____ PROVIDED MATERIAL

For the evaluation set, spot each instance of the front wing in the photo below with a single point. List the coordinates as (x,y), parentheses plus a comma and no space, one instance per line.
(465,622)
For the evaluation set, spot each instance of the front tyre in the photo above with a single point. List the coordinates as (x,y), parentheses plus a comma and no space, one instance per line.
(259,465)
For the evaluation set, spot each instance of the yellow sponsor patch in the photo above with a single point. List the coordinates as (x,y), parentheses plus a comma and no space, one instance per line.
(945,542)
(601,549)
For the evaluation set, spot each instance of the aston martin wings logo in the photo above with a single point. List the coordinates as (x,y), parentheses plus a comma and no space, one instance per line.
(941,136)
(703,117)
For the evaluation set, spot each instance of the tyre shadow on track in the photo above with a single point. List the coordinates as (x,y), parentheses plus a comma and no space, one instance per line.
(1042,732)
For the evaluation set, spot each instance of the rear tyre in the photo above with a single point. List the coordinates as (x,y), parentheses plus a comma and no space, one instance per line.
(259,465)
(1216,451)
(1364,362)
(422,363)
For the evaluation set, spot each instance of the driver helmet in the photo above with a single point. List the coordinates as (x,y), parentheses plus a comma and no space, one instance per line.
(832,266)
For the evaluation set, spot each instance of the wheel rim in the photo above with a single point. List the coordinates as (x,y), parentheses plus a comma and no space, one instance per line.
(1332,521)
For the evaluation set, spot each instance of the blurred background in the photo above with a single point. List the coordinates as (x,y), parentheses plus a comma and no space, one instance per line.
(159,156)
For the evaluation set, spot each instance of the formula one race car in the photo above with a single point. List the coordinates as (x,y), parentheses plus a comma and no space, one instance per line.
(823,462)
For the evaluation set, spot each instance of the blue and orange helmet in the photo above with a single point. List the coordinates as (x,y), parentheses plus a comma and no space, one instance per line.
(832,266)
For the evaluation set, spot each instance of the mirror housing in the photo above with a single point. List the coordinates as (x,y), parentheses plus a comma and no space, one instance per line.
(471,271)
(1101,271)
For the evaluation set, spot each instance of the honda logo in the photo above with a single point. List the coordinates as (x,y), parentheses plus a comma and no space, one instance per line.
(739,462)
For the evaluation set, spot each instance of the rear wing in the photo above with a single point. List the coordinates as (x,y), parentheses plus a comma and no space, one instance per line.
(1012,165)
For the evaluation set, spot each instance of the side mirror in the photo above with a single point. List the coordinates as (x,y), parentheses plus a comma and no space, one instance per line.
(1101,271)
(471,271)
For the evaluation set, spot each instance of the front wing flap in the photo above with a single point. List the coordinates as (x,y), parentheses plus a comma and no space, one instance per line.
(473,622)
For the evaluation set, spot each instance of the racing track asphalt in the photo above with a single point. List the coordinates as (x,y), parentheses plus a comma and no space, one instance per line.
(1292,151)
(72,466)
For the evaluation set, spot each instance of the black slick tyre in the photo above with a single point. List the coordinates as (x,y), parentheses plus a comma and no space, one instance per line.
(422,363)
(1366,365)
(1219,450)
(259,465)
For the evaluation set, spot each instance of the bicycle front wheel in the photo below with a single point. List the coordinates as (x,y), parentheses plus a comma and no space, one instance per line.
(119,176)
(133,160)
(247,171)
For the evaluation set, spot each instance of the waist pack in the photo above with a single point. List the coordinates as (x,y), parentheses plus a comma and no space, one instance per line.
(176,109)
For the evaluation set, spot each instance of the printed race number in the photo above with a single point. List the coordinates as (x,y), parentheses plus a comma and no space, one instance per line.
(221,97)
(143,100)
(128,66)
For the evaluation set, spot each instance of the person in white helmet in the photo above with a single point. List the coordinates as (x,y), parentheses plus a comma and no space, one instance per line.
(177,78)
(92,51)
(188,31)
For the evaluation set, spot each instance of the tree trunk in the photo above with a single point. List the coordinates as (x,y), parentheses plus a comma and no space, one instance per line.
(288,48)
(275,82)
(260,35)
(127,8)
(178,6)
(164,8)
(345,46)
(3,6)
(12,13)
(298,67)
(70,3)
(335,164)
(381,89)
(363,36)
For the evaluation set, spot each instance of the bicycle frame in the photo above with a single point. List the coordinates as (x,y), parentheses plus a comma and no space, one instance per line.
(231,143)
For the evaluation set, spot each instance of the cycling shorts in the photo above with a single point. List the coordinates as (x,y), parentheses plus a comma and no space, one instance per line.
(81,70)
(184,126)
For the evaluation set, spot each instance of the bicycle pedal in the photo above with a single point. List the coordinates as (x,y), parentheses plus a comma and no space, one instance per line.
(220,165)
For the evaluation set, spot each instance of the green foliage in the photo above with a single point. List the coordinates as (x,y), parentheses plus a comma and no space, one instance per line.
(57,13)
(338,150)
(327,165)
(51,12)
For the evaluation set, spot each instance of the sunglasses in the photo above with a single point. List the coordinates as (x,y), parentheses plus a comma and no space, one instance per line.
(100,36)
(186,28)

________

◆ **PROBLEM REQUIREMENTS**:
Faithfully transcribe the whole of the data.

◆ **REPLY**:
For the evaluation set, spot each instance of the front wing in the photo below with a single point. List the coordinates as (x,y), parentheses plus a comma and no space, one instance per line.
(465,622)
For the evaluation set, spot each instance of the front tyre in the photo above with a single point. List the coordinates as (x,y), parentheses plus a comma and no space, one instance per line.
(259,465)
For the evaluation set, spot each instance of the yellow sponsor patch in the photo above with a single point. List the coordinates as (x,y), parentheses plus a comma and no space, one instance per line.
(945,542)
(601,549)
For the evaluation set, spot each instance of the aston martin wings logo in the photo above with a single point. List the coordinates as (x,y), parentheses plus a comma and no space, one instance per line.
(941,136)
(703,117)
For the evaluation set, spot each instance of the tyre shadow on track in the photo above with a single point. List the coordinates as (x,y), parentheses plus a comma and no space, one instance per line.
(1042,732)
For the evaluation set, spot each instance of the rear tyre in the photo above with a single point. List the coordinates as (x,y), parentheses plus a comma and no space, one instance per line.
(259,465)
(1216,451)
(1364,362)
(422,363)
For the evaluation set, spot each instance of the driver helmet in the photo above with a single point. List the coordinates as (x,y), parentheses plus a comma and no space, one instance per line.
(832,266)
For the evaluation set, spot each instance of the wheel rim in the photo above with a single point. List the coordinates as (x,y), parentheses plus a comma and no space, one instance per line.
(1332,521)
For the evaluation set, spot each instance of the blurred background in the photo above with a single point. List the coordinates as (x,y), parentheses plus a comma and no space, one instance per line.
(159,156)
For the evaluation set, spot each instance of the formula one race car in the photo above with a single point. List the coordinates as (x,y), parentheses plus a comma and no space, one instance per line.
(823,462)
For the evaluation set, spot each instance of the blue and orange helmet in the photo above with a single point. List the coordinates as (x,y), parentheses plus a comma and no space, one instance per line.
(832,266)
For the evaluation set, spot each instance of the mirror housing in the photo above with a single point. List the coordinates as (x,y), parentheses plus a comma and no space, one instance per line.
(471,271)
(1101,271)
For the evaluation set, spot each instance of the honda logo in the photo above with a single point. List the coordinates as (x,y), parentheses plus a comma and no space, one instance per line.
(739,462)
For the evaluation set, spot each instance of the rear wing in the photo above with a single point. List the coordinates as (x,y), parentheses plus a comma and no space, one instance per line.
(1012,165)
For the evaluation set, spot each instance of the side mirror in the photo above with a single point. List the coordinates as (x,y), parentheses plus a comma and no space, one instance per line.
(1101,271)
(471,271)
For the evaluation set, spot each instance of the front wing flap in the photo above with a single point. List the coordinates as (x,y), parentheses plus a comma and no space, one instance per line.
(473,622)
For the evaluation set, spot each instance of the racing track asphalt in the photo above with a single point. List the coordinates as (x,y), parentheses plus a comma and no space, one instance per line.
(1292,151)
(72,466)
For the evaluation set, spot each instance of the black slick tyre in the photo above with a single point. List the coordinates as (x,y), parentheses plus a comma and no space, one instance per line.
(422,363)
(1366,365)
(1219,450)
(259,465)
For the evaluation set, spot each instance of the bicycle front wheel in the photo below with a single point. List the coordinates as (x,y), parentheses plus a comma and no space, one instance per line.
(119,176)
(133,160)
(247,171)
For the evaluation set, spot each instance of the waist pack in the photo above with a single point. List the coordinates as (x,y), parentheses plus a comma and no space, one instance per line.
(176,109)
For the evaluation set, spot each instance of the printed race number in the photo above with a single point. List the coordinates as (x,y), parentheses plus a comma and no space, one instance per line.
(221,97)
(143,100)
(128,66)
For the evaluation set, spot each instance of the person in white helmet in the photo above with a single point. List the coordinates as (x,y), parentheses plus a comma and no space, one instance per line.
(177,78)
(92,51)
(188,31)
For the evaluation set, spot each instance of the tree trunk in the photo above with a single point. List the coordinates as (x,y), parentheses plus a comma and no space, one instance per line.
(288,48)
(275,82)
(260,35)
(127,8)
(178,6)
(164,8)
(345,46)
(3,6)
(12,13)
(298,67)
(70,3)
(335,164)
(381,89)
(363,36)
For the evaluation set, spot each instance of the bicycle frame in the photo above with a single point. List the coordinates as (x,y), parentheses plus a comma and no space, one instance per line.
(231,143)
For the evaluation set, spot each instance of the cycling shorts in the photo above with a single point. List the coordinates as (x,y), parentheses plus a comma and no space, one instance per line.
(81,70)
(184,126)
For the evaluation set, spot each instance of the bicycle pedal in the photo above with a single point. List the coordinates as (x,y), parentheses plus a comma and no space, one instance per line.
(220,165)
For the evaluation set, spot each instance of the green foliage in the photo above with a single point. List the coordinates as (x,y), parentheses plus a comma and no space, one instance per line.
(57,13)
(338,150)
(327,165)
(51,12)
For the evaluation set, spot each instance of the sunglasses in the photo above with a single point. List the coordinates as (x,y), parentheses plus a comma and no space, one instance per line.
(100,36)
(186,28)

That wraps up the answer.